Work request: Only the text should be kept: print every entry below exactly and leave each image out.

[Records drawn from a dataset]
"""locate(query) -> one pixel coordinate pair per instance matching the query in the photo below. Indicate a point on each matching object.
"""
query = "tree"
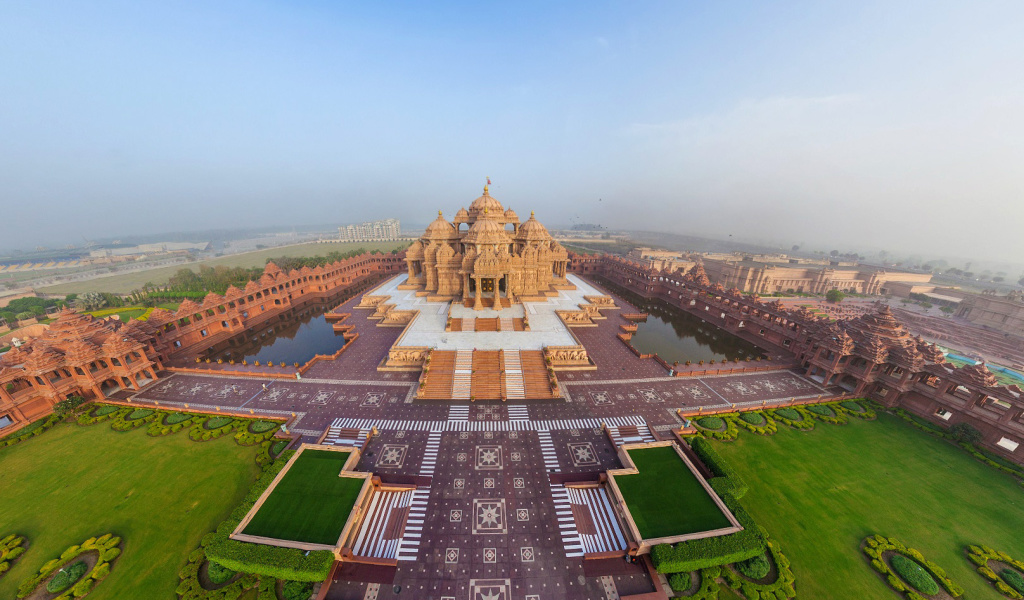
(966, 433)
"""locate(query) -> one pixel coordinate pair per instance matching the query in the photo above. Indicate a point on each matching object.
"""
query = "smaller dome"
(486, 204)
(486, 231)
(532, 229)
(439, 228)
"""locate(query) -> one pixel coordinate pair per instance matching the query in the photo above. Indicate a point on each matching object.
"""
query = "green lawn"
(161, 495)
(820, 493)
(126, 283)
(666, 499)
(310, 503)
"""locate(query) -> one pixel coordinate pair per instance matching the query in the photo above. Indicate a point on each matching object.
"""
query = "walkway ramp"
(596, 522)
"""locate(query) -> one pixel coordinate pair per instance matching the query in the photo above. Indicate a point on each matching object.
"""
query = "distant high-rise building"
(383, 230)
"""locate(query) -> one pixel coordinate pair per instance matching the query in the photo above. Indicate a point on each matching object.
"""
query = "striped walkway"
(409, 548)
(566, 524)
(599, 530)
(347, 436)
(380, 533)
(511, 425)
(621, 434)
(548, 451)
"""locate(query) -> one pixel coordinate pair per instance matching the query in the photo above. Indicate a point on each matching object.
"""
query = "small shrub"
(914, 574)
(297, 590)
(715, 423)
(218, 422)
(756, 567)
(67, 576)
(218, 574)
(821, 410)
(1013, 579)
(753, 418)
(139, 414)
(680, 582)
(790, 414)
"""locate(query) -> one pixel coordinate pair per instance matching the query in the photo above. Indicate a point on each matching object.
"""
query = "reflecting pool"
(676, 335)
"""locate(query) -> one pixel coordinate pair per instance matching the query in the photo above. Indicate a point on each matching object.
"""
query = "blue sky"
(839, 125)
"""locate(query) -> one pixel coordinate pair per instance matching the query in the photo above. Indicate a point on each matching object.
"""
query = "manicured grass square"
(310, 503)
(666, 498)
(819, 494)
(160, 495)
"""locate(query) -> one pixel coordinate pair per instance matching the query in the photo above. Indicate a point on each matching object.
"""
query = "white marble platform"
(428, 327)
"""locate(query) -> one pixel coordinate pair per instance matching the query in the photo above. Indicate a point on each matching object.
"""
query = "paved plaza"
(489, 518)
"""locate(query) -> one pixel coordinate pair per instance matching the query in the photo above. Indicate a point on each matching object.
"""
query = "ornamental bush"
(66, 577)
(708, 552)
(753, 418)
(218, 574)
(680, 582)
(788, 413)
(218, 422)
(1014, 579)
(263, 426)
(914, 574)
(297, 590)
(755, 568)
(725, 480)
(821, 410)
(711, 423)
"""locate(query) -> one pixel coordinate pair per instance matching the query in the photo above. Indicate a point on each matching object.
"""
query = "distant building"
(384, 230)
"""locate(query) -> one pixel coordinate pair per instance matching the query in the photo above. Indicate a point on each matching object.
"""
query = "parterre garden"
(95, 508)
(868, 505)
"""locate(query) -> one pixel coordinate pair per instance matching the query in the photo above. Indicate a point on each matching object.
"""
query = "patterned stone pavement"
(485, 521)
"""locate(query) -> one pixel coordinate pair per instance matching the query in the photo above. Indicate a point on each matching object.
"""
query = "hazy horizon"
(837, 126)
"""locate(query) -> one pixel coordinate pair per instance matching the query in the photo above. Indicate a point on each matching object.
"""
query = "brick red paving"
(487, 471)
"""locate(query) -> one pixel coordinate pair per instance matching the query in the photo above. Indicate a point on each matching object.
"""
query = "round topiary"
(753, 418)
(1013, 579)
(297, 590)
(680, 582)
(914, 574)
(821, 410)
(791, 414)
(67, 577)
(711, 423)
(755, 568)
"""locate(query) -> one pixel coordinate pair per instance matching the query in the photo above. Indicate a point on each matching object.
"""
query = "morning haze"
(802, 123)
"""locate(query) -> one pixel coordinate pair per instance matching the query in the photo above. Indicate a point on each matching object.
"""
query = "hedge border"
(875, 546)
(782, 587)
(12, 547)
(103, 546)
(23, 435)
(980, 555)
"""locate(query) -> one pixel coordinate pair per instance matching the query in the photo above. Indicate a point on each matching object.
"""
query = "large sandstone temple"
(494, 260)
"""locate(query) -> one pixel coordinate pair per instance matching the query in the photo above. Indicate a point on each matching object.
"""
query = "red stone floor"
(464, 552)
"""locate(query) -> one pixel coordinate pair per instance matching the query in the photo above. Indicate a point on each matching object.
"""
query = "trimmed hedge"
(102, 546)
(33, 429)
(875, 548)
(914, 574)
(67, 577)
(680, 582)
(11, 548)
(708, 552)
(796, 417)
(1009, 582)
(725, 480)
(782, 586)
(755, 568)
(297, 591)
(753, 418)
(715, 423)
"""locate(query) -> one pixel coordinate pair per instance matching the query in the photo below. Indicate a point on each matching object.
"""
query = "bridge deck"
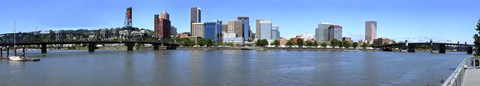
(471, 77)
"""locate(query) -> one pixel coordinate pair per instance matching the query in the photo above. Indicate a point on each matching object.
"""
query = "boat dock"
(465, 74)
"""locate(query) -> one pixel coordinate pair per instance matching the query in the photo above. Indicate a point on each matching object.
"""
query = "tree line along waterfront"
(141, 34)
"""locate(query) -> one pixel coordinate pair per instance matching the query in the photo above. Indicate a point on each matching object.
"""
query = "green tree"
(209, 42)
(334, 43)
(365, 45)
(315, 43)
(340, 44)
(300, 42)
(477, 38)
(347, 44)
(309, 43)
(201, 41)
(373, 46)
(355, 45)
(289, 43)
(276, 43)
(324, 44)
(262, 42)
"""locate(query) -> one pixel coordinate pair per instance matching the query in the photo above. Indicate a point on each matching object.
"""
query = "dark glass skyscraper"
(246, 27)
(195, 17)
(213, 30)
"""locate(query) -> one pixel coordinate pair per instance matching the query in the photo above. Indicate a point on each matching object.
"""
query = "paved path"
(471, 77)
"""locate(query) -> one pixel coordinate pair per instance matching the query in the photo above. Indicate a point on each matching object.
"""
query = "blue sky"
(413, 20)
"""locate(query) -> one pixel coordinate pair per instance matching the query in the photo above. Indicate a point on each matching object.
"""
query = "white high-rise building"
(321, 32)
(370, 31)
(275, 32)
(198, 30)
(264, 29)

Answer section:
"""locate(query) -> one pixel coordinate pair per instance matching the query in the photo below. Indicate a point on each matching object.
"""
query = "tree"
(966, 433)
"""locate(query) -> one pixel coordinate pair per instance matching the query in the photo above. Indicate a point on each matching object.
"""
query = "smaller dome"
(486, 204)
(486, 231)
(532, 229)
(439, 228)
"""locate(query) -> one pixel coordinate pair per instance matching the query in the photo above. Indicate a point on each matching object.
"""
query = "green lawn"
(161, 495)
(820, 493)
(126, 283)
(666, 499)
(310, 503)
"""locate(query) -> one pixel coordinate pair per instance matching the query in the photo above. Indicate a point on each matching object.
"""
query = "walkway ramp"
(596, 522)
"""locate(query) -> one pixel coordinate pair per instance matching the query in the photo above. Indicate a point on each matching object.
"""
query = "distant high-rise building"
(383, 230)
"""locate(query) -> one pixel coordinate pair per instance matching the query in the photo above. Indicate a point on each matching object.
"""
query = "striped walkway"
(409, 548)
(566, 524)
(599, 530)
(347, 436)
(380, 533)
(511, 425)
(621, 434)
(548, 451)
"""locate(query) -> one pixel coordinate pair per instance matching the query in the photo above. Indicate a point on each matching object.
"""
query = "small shrub"
(914, 574)
(297, 590)
(715, 423)
(218, 422)
(756, 567)
(67, 576)
(218, 574)
(821, 410)
(1013, 579)
(753, 418)
(139, 414)
(680, 582)
(790, 414)
"""locate(query) -> one pixel coordinate pair per instance matching the query in the photo above. Indicate a point on each matching object.
"""
query = "reflecting pool"
(676, 335)
"""locate(query) -> one pixel coordinate pair per instance matching the query in the photo above. Indicate a point on each matching object.
"""
query = "blue sky"
(839, 125)
"""locate(query) -> one pixel coordinate pair per instance matching the query in the photo above. Indicate a point on each matching object.
"""
query = "manicured grass square"
(310, 503)
(666, 498)
(819, 494)
(160, 495)
"""locate(query) -> one pixel coordinate pair per instance matching the query in the photo above. Indicate a point on each matching object.
"""
query = "white marble platform"
(428, 327)
"""locate(query) -> one pixel coordinate pair per instance matching the query in the photo above. Indicate a point on each matching object.
"""
query = "paved plaza"
(489, 518)
"""locate(query) -> one pixel coordinate pair per instance matching the query in the photo above. Indicate a point on each matching object.
"""
query = "ornamental bush"
(66, 577)
(708, 552)
(753, 418)
(218, 574)
(680, 582)
(788, 413)
(218, 422)
(1014, 579)
(263, 426)
(914, 574)
(297, 590)
(755, 568)
(725, 480)
(821, 410)
(711, 423)
"""locate(query) -> one pixel coordinate pair per instance matching the query in the photo above. Indicate a point on each matching object.
"""
query = "distant building"
(384, 230)
"""locate(query) -> one pixel coordinate pair per instance matching the query in the photo above. Indicate a point on each matching object.
"""
query = "parterre garden"
(95, 508)
(868, 505)
"""locate(query) -> one pixel coordinate pair per instance matching the query in the photo above. Indicate a point on each matching object.
"""
query = "patterned stone pavement"
(485, 521)
"""locate(query) -> one pixel coordinate pair per instance matching the query in the photo above. Indicate a point on each matching object.
"""
query = "hazy horizon"
(837, 126)
"""locate(query) -> one pixel coordinate pair per instance matching the query in the photo above. Indicate a point on each matching object.
"""
query = "brick red paving"
(487, 471)
"""locate(query) -> one pixel coordinate pair per instance matching the query in the photo above. Indicate a point on each matching object.
"""
query = "round topiary"
(753, 418)
(1013, 579)
(297, 590)
(680, 582)
(914, 574)
(821, 410)
(791, 414)
(67, 577)
(711, 423)
(755, 568)
"""locate(query) -> one pixel coordinate pair per instance matching the query in the photo above. Indicate a point on each matching object.
"""
query = "morning haze"
(802, 123)
"""locate(query) -> one pixel coordinate pair per instance matching the query in the photo above. Indicate a point on each matching object.
"""
query = "hedge border"
(875, 546)
(782, 587)
(12, 547)
(103, 546)
(23, 435)
(980, 555)
"""locate(query) -> one pixel coordinate pair per instance matching the query in the photo above. Indicate a point on each matching object.
"""
query = "large sandstone temple"
(494, 260)
"""locate(query) -> one pixel coordinate pair per instance matching the query in the photo above. Indicate a point on each matching object.
"""
query = "red stone floor"
(464, 552)
"""locate(query) -> one pixel coordinate pair per instance matching the query in the photo above. Indicate a point on each matching object.
"""
query = "trimmed hedge"
(102, 546)
(33, 429)
(875, 548)
(914, 574)
(67, 577)
(680, 582)
(11, 548)
(708, 552)
(796, 417)
(1009, 582)
(725, 480)
(782, 586)
(755, 568)
(297, 591)
(753, 418)
(715, 423)
"""locate(query) -> one pixel coordinate pair per instance matching the query in the photo below. Indicate a point on each matching object.
"""
query = "bridge deck"
(471, 77)
"""locate(query) -> one pixel coordinate pair per instance matching the query in the photo above. Indicate a point on each matching object.
"""
query = "boat dock"
(465, 74)
"""locate(query) -> one pixel coordinate pair per instance matching the query in the photo above. Indicate a point on each matching object.
"""
query = "tree line along waterfront"
(141, 34)
"""locate(query) -> one pixel coordinate pair per instance matching the query in the photo above. Indicate a point on each matching object.
"""
query = "green tree"
(209, 42)
(334, 43)
(365, 45)
(315, 43)
(340, 44)
(300, 42)
(477, 38)
(347, 44)
(309, 43)
(201, 41)
(373, 46)
(355, 45)
(289, 43)
(276, 43)
(324, 44)
(262, 42)
"""locate(query) -> one pixel coordinate pair per instance matching the query in the photo above. Indicate a point on each matching object.
"""
query = "dark glass skyscraper"
(246, 27)
(195, 17)
(213, 30)
"""locate(query) -> one pixel coordinate pair per instance matching the query in the photo above. Indicate a point on each matching object.
"""
query = "paved path"
(471, 77)
"""locate(query) -> one pixel coordinate pair per instance matching the query in the photo above. Indicate a point on each matching object.
"""
query = "blue sky"
(413, 20)
"""locate(query) -> one pixel coordinate pair per instance matching the query in the photo above. Indicate a point on each matching object.
"""
query = "white high-rise building"
(321, 32)
(370, 31)
(275, 32)
(198, 30)
(264, 29)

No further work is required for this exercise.